> **Exercise**: Show every line of the listing below that contains the word "chalk". Case counts.

> **Information given**:

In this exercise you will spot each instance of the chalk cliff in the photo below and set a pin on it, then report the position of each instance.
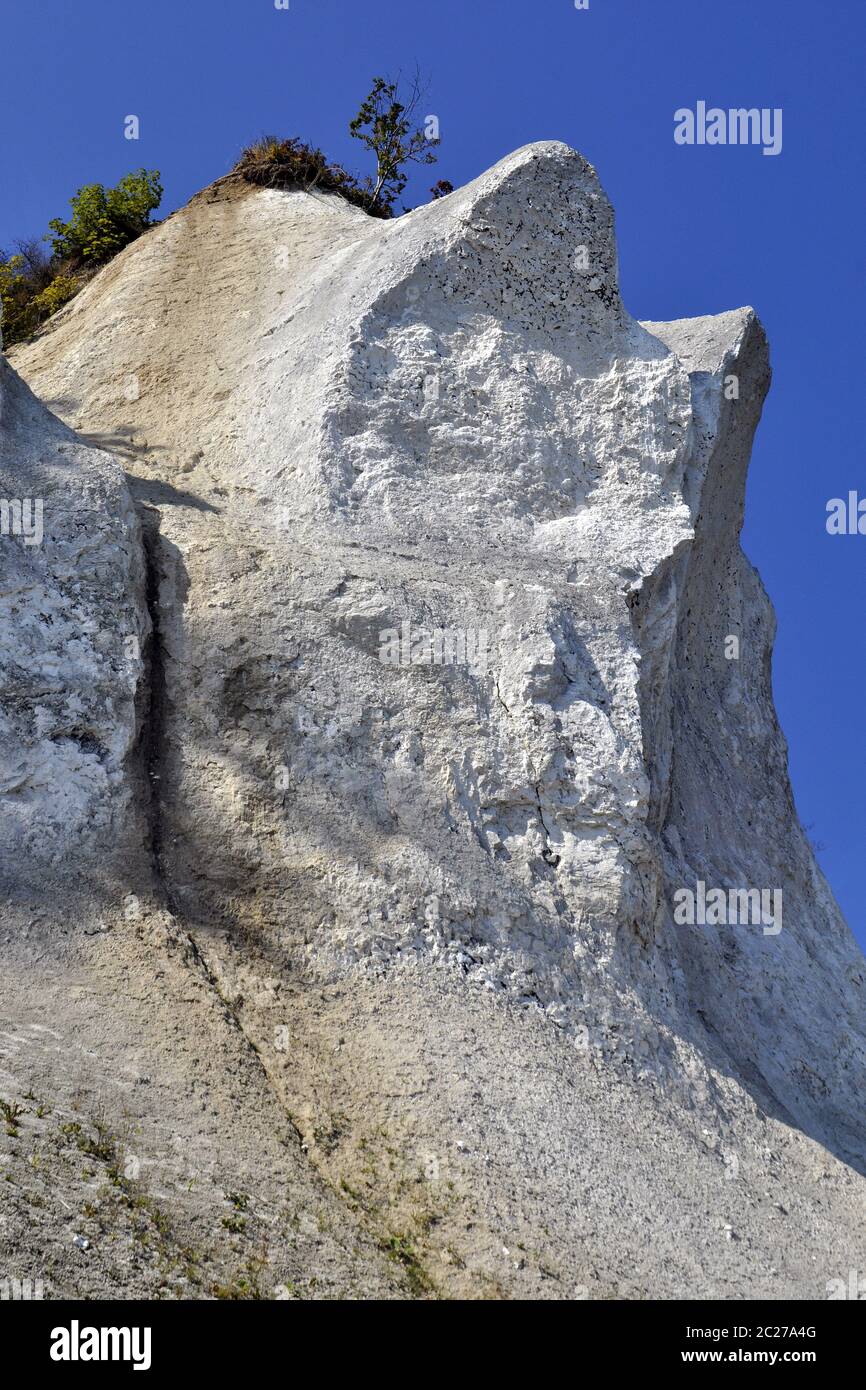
(384, 708)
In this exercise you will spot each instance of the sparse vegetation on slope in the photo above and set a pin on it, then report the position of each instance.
(35, 284)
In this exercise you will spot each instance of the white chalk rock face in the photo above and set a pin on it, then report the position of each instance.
(445, 719)
(72, 628)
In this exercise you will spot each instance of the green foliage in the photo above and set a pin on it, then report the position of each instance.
(106, 220)
(34, 284)
(274, 163)
(384, 124)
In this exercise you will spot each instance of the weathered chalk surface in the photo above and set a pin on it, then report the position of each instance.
(437, 898)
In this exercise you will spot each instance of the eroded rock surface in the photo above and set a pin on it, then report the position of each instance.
(438, 898)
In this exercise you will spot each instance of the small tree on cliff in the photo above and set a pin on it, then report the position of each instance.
(384, 124)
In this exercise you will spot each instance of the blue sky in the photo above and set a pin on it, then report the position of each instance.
(699, 228)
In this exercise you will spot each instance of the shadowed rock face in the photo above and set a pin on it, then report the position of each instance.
(438, 715)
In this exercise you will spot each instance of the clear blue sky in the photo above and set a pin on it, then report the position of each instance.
(699, 228)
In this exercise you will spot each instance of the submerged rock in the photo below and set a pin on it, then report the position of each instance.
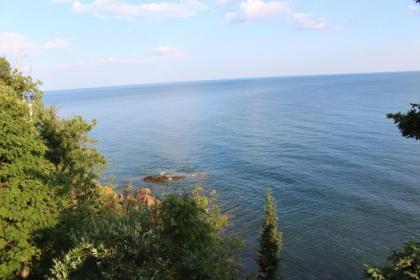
(162, 178)
(144, 196)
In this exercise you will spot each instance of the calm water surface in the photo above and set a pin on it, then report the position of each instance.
(346, 182)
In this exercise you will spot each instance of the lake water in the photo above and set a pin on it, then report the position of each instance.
(347, 184)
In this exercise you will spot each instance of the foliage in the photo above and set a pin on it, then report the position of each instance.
(74, 258)
(176, 239)
(270, 241)
(71, 150)
(27, 201)
(408, 123)
(403, 265)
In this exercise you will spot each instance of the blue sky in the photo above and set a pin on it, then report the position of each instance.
(88, 43)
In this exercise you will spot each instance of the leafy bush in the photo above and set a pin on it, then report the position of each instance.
(403, 265)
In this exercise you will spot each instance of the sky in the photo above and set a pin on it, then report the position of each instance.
(90, 43)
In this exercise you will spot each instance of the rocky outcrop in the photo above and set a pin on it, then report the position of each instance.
(162, 178)
(144, 196)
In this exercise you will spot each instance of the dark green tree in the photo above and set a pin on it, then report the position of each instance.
(402, 265)
(270, 241)
(27, 201)
(408, 123)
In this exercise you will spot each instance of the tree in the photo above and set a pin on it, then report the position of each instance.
(27, 200)
(179, 238)
(270, 241)
(408, 123)
(403, 265)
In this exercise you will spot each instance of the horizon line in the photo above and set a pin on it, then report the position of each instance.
(226, 79)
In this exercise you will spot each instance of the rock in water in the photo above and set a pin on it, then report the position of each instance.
(144, 196)
(162, 178)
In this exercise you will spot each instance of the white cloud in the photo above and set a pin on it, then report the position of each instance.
(251, 10)
(167, 52)
(19, 45)
(414, 8)
(307, 21)
(57, 43)
(118, 9)
(256, 9)
(163, 53)
(16, 44)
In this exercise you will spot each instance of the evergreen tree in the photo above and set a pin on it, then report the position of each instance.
(408, 123)
(270, 241)
(402, 265)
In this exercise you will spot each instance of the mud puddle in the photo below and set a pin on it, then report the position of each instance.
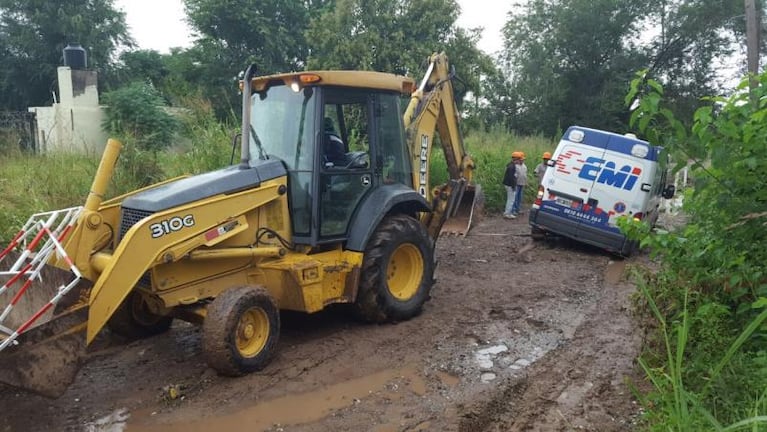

> **Exercise output**:
In this exercise you will spot each instance of the chalk cliff in the photo below and set a pin on it, then report the position of each instance.
In this exercise you will spot each instance of the white chalk rock face in the photo above and set a pin on it, then report the position of each instance.
In this exercise you will spot each instance of the weathered chalk surface in the photo above and set a pin on it, then report the position of each instance.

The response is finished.